§ **Information shown**:
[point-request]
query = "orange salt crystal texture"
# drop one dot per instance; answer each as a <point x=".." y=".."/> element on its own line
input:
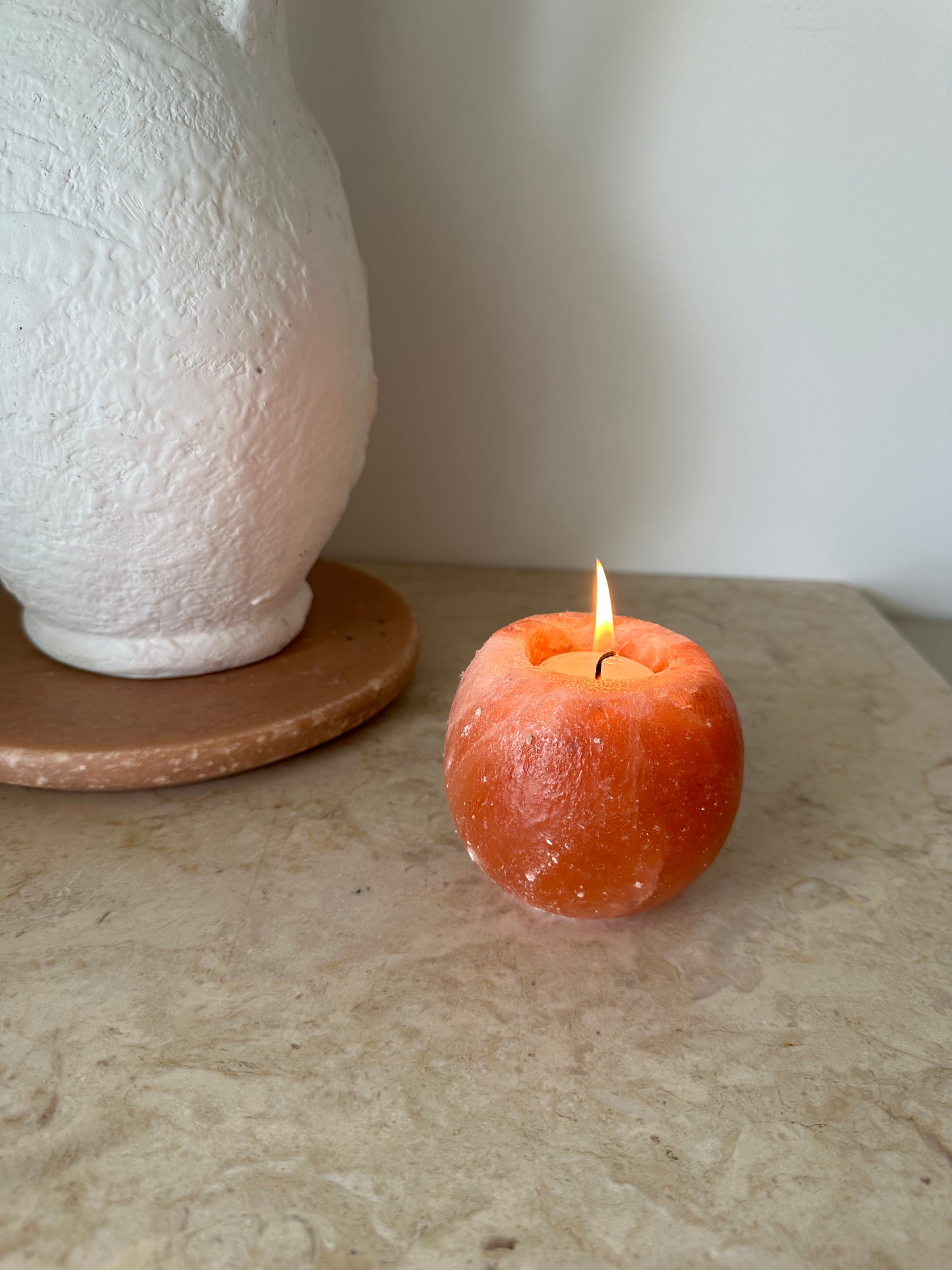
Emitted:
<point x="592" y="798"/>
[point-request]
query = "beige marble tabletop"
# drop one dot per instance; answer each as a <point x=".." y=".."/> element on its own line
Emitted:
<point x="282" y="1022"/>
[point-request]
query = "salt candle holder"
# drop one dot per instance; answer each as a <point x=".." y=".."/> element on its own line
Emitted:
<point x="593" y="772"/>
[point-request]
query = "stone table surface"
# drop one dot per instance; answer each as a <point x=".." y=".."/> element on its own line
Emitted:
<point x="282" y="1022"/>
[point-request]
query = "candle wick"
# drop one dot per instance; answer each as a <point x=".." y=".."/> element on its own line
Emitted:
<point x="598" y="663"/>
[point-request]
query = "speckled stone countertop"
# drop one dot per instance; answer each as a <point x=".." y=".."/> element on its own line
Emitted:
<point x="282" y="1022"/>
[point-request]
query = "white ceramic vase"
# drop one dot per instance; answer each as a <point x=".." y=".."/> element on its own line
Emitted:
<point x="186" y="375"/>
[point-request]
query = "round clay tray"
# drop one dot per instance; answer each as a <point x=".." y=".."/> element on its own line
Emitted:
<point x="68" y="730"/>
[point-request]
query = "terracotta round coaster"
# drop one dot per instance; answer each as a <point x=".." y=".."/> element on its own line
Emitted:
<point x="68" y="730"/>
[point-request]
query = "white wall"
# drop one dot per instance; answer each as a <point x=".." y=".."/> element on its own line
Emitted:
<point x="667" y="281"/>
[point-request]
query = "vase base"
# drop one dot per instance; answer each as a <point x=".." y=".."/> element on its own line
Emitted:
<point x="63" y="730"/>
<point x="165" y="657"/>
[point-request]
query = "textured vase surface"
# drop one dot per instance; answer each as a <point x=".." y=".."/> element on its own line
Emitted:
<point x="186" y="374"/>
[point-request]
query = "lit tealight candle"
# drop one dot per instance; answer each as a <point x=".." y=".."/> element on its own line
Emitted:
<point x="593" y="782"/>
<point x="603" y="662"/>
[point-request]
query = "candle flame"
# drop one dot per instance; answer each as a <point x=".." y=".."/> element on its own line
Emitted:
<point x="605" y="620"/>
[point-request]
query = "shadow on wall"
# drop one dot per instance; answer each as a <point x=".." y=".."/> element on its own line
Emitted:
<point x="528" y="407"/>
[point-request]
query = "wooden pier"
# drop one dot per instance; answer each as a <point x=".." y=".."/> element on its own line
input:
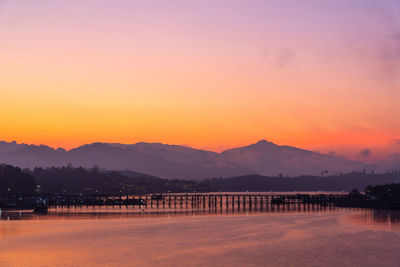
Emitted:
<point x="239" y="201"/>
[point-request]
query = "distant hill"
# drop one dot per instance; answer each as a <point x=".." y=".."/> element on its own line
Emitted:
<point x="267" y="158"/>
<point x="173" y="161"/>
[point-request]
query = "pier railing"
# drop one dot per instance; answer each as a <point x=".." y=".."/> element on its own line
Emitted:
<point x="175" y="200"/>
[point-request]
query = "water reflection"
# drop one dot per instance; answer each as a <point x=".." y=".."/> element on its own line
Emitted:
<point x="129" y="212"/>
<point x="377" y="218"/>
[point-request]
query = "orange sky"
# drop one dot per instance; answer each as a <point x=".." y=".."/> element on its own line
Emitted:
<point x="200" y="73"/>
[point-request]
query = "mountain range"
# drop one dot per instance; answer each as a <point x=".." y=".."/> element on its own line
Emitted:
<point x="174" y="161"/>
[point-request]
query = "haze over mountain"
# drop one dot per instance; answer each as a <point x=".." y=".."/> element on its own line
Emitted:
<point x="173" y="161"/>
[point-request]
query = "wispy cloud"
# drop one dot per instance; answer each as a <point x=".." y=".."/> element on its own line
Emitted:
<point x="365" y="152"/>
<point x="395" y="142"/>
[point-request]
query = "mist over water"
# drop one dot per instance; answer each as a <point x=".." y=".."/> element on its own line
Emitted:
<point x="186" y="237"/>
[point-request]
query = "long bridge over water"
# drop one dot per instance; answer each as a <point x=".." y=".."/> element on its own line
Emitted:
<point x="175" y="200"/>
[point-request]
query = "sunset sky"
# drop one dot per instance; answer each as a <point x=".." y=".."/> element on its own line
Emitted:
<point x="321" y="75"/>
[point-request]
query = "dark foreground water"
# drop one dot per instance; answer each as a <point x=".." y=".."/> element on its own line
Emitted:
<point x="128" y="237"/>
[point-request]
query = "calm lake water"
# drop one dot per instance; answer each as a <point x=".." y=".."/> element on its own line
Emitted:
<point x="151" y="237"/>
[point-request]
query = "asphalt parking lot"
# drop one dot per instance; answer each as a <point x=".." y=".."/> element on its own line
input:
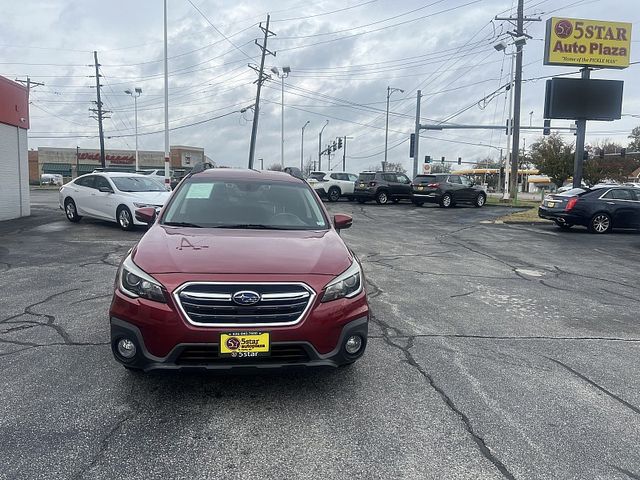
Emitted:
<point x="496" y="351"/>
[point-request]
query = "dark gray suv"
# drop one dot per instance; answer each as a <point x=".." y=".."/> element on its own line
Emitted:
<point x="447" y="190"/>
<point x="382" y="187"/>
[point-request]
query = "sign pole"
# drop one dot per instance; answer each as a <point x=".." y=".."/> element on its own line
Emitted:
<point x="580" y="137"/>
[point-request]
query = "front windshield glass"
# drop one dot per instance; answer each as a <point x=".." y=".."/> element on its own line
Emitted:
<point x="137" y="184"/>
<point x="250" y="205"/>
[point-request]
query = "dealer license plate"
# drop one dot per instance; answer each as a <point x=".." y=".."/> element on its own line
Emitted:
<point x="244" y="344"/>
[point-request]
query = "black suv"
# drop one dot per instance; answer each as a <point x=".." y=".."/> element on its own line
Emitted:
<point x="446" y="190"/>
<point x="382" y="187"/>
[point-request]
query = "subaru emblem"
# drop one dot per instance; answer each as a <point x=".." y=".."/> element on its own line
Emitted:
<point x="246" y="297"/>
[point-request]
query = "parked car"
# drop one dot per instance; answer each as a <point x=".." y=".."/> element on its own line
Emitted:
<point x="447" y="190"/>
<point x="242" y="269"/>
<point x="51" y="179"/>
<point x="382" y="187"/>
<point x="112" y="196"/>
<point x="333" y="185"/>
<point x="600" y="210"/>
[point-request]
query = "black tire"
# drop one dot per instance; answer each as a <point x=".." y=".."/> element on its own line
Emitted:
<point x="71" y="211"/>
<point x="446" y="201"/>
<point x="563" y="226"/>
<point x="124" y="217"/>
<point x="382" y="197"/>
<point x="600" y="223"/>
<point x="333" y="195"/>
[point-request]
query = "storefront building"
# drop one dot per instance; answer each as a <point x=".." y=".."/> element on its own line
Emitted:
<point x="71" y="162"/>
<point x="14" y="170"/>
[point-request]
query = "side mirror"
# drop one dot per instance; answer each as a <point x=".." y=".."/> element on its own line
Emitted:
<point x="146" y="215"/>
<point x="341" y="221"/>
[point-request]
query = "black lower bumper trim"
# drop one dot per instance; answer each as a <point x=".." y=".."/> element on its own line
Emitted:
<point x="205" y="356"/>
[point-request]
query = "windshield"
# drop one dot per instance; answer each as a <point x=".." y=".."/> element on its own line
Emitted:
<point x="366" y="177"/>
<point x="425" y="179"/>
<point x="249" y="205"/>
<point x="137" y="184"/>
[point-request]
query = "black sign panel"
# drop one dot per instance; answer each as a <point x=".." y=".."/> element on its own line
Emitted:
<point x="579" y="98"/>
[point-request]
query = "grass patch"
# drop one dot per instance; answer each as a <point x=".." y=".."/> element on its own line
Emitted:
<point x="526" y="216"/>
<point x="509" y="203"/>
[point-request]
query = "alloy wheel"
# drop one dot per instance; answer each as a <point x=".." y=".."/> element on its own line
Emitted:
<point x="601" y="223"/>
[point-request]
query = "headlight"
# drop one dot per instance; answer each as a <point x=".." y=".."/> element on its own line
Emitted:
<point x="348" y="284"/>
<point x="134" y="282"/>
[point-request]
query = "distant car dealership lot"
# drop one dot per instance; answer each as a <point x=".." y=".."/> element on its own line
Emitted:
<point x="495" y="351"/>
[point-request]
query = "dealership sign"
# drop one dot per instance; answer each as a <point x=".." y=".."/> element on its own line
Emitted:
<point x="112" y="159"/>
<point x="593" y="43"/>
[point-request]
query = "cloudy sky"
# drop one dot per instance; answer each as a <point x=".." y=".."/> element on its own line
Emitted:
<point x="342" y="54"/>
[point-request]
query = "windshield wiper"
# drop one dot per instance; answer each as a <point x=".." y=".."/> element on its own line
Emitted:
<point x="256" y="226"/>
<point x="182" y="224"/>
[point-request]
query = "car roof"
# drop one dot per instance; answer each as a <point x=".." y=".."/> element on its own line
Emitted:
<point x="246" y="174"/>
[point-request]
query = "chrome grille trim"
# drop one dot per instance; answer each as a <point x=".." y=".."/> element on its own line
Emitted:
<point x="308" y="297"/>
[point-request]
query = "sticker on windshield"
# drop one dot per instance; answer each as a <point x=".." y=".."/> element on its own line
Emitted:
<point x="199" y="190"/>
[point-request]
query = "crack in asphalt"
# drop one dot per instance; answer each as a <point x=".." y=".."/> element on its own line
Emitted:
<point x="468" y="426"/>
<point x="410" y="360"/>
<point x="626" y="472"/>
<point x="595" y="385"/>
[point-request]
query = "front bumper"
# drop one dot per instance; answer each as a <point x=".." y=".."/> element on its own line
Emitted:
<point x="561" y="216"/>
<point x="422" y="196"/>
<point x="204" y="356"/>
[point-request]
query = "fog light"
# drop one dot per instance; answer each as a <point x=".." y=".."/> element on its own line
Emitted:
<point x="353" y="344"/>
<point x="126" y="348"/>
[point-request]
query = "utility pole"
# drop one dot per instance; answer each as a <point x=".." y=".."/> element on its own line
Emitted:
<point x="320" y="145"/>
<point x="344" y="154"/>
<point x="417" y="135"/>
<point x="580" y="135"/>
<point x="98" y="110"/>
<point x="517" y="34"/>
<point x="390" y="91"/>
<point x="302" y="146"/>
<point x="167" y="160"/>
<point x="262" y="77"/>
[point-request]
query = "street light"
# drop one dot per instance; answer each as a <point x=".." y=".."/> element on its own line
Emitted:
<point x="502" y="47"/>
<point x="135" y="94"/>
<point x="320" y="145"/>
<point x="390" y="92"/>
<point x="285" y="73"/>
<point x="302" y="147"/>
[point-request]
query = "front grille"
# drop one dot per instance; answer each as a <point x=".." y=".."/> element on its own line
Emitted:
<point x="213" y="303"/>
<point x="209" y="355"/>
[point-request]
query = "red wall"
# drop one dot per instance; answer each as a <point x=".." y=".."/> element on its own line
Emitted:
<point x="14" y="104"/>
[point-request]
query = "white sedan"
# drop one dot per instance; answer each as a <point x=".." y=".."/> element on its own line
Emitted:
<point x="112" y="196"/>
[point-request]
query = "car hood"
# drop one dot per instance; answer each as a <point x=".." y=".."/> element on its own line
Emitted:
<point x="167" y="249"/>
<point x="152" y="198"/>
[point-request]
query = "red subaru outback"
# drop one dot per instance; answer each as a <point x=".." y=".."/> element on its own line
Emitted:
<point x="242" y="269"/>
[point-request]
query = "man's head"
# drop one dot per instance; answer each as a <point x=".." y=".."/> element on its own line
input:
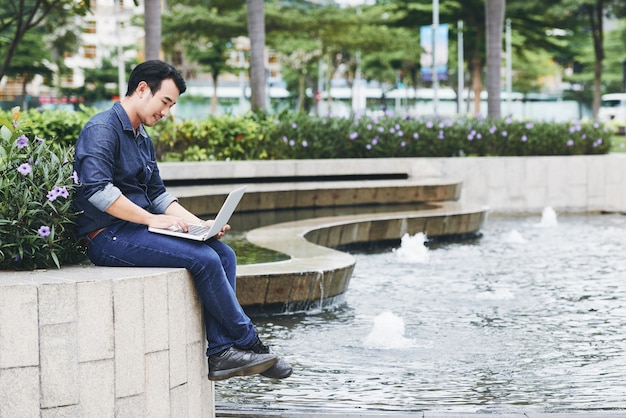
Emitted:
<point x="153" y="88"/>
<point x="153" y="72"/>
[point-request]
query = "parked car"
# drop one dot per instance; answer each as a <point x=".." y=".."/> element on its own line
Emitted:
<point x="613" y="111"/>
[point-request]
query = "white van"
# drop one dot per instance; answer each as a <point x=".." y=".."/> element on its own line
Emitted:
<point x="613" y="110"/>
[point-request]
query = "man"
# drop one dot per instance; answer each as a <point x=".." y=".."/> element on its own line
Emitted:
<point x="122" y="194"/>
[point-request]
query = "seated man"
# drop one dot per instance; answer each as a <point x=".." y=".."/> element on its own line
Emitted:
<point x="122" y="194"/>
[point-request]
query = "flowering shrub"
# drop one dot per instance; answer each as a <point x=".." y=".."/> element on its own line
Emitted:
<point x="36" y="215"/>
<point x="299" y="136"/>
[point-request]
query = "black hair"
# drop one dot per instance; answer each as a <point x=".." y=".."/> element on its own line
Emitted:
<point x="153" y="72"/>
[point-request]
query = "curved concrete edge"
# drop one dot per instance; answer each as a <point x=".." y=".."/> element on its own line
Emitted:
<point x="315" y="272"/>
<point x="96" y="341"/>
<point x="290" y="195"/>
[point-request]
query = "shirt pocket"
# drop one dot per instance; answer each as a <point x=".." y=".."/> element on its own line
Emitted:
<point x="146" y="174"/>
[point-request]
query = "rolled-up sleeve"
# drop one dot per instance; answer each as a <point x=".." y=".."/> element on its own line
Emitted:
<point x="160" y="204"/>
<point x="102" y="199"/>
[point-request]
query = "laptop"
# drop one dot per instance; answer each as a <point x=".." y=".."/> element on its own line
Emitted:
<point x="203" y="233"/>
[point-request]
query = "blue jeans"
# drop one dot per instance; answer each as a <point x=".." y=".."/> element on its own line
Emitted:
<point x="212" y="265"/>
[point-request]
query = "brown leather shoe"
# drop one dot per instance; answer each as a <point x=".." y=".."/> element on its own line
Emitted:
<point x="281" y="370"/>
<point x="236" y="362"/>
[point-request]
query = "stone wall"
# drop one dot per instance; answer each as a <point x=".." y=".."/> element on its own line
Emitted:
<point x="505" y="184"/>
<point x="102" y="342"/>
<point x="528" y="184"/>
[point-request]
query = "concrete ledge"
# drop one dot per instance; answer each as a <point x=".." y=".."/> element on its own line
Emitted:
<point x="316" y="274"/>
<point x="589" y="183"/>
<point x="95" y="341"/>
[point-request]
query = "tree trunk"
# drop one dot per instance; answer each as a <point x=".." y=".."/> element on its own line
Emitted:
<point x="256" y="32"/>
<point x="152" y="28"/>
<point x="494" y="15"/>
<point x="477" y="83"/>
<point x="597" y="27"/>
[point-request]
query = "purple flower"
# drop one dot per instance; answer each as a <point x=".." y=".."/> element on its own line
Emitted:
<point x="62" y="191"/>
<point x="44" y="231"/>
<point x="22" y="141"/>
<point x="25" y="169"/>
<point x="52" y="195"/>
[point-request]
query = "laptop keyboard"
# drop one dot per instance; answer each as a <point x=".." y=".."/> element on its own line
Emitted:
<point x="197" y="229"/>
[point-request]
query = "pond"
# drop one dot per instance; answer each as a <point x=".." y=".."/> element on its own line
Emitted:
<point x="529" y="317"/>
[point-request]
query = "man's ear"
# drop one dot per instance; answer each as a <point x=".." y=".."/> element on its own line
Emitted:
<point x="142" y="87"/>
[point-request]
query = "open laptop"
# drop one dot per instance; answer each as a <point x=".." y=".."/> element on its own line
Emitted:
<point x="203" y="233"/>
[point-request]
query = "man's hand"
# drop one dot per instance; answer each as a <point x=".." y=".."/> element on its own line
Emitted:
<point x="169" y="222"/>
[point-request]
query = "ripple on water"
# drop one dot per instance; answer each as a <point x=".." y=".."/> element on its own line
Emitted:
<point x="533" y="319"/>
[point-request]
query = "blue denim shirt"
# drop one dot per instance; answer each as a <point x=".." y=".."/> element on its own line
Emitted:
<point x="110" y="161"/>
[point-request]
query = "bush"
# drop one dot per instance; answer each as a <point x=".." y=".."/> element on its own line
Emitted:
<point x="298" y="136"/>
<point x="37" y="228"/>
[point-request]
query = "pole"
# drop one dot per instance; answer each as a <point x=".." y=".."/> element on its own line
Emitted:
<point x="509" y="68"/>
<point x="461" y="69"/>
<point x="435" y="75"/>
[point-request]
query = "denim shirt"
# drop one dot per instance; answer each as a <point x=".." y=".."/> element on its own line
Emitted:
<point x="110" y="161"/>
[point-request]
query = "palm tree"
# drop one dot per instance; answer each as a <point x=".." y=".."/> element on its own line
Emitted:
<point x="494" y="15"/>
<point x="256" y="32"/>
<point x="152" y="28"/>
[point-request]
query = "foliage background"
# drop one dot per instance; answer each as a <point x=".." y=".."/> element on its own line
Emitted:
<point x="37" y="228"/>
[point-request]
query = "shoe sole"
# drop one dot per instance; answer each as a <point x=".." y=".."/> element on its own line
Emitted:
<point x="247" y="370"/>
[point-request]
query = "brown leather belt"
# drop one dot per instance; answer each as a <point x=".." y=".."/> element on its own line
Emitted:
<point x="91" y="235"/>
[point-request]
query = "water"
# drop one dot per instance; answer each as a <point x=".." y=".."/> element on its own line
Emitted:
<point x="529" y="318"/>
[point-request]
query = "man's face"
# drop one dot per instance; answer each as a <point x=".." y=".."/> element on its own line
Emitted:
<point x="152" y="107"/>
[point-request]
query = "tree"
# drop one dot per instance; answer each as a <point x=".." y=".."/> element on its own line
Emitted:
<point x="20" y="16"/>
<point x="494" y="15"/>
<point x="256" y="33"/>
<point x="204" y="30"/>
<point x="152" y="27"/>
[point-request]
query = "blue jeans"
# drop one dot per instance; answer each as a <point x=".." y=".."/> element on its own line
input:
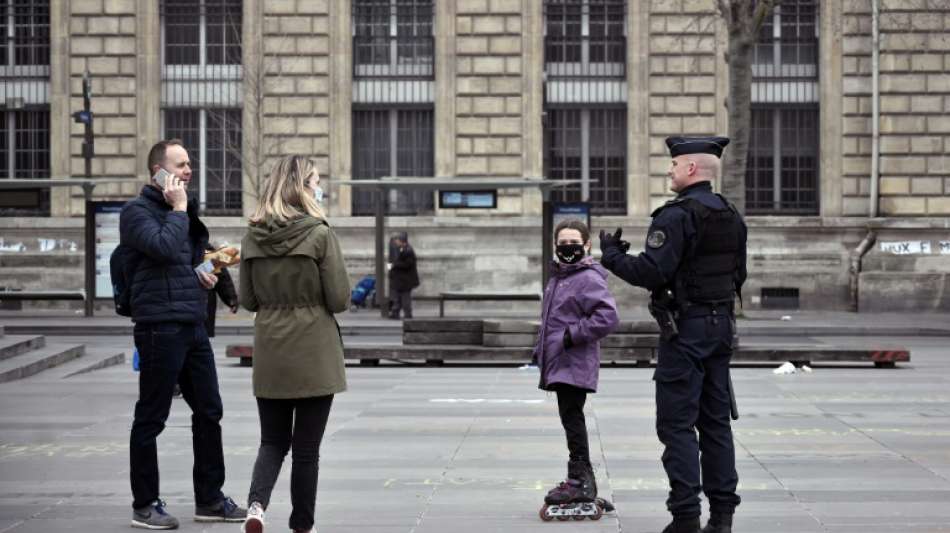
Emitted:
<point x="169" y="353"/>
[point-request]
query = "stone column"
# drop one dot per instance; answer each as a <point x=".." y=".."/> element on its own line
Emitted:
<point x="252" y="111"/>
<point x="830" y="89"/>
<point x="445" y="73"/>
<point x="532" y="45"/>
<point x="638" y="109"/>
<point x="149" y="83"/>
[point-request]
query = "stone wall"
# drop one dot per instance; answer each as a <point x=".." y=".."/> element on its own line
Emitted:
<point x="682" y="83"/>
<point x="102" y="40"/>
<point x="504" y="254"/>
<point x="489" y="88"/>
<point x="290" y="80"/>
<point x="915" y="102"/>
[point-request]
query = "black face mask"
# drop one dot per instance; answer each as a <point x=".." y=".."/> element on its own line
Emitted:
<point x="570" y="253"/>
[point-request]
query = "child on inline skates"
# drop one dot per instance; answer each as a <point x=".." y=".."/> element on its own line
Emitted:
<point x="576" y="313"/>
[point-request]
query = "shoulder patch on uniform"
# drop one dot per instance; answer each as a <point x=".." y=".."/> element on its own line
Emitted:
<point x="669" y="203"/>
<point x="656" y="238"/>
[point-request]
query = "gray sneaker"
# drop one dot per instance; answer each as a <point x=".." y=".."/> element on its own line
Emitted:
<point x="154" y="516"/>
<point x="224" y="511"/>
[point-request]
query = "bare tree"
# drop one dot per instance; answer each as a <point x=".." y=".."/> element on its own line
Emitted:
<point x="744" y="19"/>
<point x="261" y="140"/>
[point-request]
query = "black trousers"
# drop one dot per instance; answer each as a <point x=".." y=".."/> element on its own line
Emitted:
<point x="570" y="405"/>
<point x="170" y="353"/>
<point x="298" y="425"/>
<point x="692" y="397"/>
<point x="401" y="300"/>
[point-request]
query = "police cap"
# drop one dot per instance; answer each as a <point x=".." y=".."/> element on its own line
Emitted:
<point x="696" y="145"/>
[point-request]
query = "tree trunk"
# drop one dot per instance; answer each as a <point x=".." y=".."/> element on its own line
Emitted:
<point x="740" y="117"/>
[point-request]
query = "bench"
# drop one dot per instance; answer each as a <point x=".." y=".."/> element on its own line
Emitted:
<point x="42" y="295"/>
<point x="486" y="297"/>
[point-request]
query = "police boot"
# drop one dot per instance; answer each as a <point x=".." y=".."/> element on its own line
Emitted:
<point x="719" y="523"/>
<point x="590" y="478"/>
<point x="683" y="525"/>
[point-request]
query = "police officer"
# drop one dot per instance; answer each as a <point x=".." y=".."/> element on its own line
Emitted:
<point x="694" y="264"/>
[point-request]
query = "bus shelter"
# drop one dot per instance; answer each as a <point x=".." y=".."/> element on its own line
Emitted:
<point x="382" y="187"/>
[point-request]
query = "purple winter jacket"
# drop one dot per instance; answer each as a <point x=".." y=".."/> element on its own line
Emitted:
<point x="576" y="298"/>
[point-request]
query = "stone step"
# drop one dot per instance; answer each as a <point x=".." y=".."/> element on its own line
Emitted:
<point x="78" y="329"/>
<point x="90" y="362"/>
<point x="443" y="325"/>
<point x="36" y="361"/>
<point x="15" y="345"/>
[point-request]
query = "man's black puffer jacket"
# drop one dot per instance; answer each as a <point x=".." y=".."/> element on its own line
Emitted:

§ **Directions**: Filter the rows above down to each line containing the string "subaru", copying those lines unchanged.

§ **Result of this task**:
query = "subaru emblem"
query = "red subaru outback"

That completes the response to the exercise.